:: TASK ITEM ::
Print all entries precisely as they are written.

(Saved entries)
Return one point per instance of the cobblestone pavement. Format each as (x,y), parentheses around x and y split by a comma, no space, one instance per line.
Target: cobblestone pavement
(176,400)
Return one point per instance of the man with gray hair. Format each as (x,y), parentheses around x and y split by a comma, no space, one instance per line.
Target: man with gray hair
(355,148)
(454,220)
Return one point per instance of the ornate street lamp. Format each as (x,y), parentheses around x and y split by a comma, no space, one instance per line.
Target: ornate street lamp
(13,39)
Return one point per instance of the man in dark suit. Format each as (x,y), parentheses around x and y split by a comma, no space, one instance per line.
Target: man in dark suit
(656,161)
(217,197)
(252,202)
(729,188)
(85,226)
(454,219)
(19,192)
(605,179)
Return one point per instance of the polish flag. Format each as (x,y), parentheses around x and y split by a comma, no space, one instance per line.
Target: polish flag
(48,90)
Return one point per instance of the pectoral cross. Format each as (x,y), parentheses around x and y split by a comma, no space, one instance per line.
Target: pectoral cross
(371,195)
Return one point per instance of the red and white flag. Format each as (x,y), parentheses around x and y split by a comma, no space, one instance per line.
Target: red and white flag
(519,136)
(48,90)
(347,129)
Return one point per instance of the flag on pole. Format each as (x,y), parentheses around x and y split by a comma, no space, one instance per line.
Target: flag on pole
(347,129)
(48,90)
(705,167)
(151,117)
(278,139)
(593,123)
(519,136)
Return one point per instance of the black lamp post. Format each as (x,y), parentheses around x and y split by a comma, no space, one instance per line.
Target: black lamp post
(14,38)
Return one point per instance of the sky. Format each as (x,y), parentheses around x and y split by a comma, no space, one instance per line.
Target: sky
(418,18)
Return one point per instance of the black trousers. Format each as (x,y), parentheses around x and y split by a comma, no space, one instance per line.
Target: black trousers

:: REPLY TO THE EXERCISE ::
Return one point per instance of the cobblestone pavement. Format each as (x,y), parentheses around x and y split by a comma, no space, one instance per line.
Target: cobblestone pavement
(176,400)
Return one point per instance of the man with gray hair. Format each as (x,y), parentheses around x and y split by a comma, no space, one instance per line.
Target: man with gray hair
(355,148)
(454,220)
Return one point per instance of the ornate street lamp. Format each as (x,y), parentheses around x and y split by a comma, no space, one instance per line.
Target: ornate street lamp
(13,39)
Return one point per instance of the man in dark suit. Format each as (x,y), parentheses around x and y split by a comma, no space, one instance per line.
Target: man in dark suit
(656,161)
(217,197)
(252,202)
(729,188)
(85,226)
(454,219)
(19,192)
(605,179)
Return one point per instance of the polish flag. Format each as (x,y), parentheses around x and y split by a comma, no space, one instance per line.
Target: polish flag
(48,90)
Return one point per instance of the pectoral cross. Format each as (x,y), parentheses around x and y split by a comma, no space, one instance per line.
Target: pectoral cross
(371,195)
Return one point per instance of the red and white flag. Format each as (x,y), parentheses around x and y split by a comma, no space, one instance per line.
Target: red and white flag
(519,136)
(48,90)
(347,129)
Return one point per instance of the flag on pole. Format each as (x,y), parentheses around x and y split by a comma, no space, one instance per line.
Target: flag on pole
(347,129)
(48,90)
(705,167)
(151,117)
(278,139)
(593,123)
(519,136)
Return one point per instance of the black lamp post. Format each as (x,y), parentheses around x and y split by a comma, no space, one instance per line.
Target: black lamp post
(14,38)
Return one point per instance of the sky. Format each as (x,y), parentheses around x and y split by a comma, no space, one instance per line.
Target: sky
(418,18)
Return one point per instance of the black trousers. Format each as (x,y), parentheses around x and y split by a comma, no space, one instance per line.
Target: black trousers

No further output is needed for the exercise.